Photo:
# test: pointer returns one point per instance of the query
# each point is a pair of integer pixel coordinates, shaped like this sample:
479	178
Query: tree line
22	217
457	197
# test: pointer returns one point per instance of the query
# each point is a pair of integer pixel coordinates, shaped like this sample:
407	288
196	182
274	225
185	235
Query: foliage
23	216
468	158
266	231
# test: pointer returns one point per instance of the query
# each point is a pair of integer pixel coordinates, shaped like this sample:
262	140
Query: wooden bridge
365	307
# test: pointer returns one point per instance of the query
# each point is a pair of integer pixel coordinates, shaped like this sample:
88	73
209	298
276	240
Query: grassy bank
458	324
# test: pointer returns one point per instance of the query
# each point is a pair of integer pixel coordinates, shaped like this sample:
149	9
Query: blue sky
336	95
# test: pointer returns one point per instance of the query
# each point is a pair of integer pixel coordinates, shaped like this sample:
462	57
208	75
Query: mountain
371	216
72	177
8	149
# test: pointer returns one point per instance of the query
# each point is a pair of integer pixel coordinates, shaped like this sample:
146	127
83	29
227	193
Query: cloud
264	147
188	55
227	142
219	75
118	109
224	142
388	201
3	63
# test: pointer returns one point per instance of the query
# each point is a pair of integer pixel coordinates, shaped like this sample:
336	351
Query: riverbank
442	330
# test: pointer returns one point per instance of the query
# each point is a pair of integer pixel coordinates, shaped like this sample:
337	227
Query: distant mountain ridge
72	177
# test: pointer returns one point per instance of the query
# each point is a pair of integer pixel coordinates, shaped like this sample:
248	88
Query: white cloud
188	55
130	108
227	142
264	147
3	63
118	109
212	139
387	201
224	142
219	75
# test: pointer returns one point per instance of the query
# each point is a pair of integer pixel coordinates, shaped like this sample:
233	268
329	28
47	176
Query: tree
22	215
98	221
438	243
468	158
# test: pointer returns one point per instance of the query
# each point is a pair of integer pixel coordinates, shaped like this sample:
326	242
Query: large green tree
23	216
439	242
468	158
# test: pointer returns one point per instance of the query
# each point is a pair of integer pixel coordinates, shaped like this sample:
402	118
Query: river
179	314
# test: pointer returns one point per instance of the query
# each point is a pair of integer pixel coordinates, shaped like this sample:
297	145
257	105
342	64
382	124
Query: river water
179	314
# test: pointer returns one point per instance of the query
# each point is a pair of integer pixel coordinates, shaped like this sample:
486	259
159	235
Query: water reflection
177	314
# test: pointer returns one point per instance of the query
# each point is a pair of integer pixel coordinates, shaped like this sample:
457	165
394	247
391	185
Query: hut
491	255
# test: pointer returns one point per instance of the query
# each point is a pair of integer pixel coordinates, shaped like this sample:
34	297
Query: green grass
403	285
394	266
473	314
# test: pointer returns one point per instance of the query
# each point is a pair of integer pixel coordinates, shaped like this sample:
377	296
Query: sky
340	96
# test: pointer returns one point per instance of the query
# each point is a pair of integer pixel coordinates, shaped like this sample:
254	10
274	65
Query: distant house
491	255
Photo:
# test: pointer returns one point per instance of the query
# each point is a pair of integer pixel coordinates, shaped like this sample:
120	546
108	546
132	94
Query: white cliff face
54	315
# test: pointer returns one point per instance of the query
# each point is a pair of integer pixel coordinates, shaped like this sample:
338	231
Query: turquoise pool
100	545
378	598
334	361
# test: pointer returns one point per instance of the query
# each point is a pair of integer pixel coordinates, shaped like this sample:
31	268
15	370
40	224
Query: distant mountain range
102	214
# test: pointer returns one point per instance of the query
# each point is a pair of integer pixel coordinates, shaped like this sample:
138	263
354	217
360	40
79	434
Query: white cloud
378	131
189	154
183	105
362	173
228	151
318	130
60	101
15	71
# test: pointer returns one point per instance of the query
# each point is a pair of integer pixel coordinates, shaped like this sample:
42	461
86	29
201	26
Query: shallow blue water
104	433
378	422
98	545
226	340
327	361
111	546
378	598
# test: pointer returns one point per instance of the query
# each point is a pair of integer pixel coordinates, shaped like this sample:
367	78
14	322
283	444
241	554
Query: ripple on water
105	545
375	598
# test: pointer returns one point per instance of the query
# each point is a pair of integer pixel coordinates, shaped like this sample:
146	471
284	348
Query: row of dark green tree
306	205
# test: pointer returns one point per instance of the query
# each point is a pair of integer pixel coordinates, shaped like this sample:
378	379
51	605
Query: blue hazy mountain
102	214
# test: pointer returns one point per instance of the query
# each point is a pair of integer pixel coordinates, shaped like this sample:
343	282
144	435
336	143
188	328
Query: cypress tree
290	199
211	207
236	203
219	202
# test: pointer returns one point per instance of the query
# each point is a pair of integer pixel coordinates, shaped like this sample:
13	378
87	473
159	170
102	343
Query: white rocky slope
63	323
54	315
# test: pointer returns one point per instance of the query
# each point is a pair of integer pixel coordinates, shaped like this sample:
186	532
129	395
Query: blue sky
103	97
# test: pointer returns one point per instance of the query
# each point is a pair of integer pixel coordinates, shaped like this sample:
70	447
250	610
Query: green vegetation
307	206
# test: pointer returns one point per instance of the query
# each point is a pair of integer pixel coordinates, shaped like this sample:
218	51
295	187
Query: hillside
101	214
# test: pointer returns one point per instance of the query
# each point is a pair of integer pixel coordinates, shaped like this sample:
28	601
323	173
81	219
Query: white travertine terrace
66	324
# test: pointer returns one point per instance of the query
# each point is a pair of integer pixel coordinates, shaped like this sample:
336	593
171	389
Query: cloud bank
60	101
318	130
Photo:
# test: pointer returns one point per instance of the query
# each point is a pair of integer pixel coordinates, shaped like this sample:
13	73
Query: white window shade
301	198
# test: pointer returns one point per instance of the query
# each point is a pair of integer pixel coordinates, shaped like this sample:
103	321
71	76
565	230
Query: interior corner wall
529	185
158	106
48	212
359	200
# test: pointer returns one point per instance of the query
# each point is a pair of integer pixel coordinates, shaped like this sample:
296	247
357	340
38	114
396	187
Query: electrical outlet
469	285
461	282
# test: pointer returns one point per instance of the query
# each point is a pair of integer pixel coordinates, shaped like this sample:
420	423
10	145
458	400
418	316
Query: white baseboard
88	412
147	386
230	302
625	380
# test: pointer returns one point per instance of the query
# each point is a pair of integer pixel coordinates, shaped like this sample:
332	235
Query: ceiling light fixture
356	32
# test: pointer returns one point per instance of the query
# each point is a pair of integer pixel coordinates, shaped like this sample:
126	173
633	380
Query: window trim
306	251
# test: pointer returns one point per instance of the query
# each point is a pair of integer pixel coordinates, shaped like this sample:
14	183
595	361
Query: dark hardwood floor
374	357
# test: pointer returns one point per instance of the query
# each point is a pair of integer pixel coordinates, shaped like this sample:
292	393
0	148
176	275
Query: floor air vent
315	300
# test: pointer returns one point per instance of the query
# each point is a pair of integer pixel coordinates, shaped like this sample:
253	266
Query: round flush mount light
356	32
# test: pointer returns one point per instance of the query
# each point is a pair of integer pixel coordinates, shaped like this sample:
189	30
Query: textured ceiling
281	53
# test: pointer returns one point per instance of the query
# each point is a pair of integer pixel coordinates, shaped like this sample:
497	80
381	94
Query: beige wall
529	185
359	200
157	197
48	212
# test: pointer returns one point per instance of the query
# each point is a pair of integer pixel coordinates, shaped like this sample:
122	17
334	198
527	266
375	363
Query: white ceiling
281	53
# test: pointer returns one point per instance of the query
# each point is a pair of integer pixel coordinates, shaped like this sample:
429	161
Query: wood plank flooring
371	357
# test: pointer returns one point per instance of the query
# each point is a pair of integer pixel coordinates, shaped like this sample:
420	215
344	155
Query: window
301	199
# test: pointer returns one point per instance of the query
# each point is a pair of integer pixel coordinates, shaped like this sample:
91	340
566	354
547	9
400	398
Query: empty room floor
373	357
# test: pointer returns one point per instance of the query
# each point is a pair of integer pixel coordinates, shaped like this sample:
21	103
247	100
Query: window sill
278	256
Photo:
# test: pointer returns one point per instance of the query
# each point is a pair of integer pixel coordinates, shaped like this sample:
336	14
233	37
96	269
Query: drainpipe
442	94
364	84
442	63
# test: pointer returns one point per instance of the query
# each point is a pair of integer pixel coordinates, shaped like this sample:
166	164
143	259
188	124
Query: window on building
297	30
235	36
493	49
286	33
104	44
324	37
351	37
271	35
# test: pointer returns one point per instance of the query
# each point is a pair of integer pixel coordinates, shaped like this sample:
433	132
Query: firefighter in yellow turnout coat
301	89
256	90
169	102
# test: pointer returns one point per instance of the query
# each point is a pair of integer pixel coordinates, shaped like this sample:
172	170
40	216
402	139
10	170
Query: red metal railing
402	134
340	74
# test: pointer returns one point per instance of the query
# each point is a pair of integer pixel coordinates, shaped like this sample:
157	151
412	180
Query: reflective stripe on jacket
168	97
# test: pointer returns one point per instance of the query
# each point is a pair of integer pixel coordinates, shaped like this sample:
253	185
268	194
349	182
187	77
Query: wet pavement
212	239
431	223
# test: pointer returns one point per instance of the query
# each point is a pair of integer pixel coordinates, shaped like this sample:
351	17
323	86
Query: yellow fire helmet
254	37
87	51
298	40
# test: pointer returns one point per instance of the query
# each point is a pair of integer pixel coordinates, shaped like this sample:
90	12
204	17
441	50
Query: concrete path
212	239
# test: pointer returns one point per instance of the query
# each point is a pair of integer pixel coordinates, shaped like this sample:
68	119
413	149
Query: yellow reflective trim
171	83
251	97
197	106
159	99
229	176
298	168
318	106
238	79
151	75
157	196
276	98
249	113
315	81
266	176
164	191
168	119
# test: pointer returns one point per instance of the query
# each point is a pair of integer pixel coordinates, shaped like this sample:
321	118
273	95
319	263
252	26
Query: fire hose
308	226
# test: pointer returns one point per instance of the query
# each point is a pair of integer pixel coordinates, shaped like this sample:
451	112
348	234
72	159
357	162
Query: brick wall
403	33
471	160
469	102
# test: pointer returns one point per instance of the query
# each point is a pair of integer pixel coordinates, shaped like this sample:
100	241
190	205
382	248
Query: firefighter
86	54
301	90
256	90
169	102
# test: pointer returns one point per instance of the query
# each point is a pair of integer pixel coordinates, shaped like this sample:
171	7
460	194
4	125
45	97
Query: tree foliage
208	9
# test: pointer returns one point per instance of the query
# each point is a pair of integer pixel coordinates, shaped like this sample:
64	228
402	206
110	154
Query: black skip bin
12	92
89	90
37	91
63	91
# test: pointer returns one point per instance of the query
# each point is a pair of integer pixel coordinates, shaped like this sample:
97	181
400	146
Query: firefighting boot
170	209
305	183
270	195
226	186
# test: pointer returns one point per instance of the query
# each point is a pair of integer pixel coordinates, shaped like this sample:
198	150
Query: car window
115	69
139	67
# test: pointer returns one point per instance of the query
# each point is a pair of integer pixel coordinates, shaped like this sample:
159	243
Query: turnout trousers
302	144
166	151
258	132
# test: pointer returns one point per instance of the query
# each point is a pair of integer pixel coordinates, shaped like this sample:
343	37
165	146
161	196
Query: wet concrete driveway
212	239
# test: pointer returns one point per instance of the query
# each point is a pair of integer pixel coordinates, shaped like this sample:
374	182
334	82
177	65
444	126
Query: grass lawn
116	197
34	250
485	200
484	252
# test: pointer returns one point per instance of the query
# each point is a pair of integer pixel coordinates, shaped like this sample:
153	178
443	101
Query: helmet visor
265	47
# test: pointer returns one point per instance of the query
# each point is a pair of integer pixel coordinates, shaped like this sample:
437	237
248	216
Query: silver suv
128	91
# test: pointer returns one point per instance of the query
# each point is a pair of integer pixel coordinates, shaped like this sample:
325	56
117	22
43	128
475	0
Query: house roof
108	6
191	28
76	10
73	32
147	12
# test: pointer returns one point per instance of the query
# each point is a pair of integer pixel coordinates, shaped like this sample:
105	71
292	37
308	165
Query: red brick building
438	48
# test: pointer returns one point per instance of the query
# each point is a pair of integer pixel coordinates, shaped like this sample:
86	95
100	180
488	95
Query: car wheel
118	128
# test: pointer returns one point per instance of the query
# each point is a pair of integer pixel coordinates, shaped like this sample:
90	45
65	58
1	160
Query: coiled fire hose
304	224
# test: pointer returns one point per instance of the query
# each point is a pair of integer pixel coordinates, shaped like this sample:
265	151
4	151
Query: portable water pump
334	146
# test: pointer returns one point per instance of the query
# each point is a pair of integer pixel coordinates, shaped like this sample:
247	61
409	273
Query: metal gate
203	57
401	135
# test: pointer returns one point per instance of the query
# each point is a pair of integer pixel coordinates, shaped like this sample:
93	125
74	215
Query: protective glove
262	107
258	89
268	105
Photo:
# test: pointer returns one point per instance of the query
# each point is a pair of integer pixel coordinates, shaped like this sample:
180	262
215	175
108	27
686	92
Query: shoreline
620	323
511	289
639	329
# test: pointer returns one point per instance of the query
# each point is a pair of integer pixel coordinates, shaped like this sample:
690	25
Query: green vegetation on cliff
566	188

* Your instructions:
How many lines in the data above contain the word "white"? Give only the number.

* Full answer:
8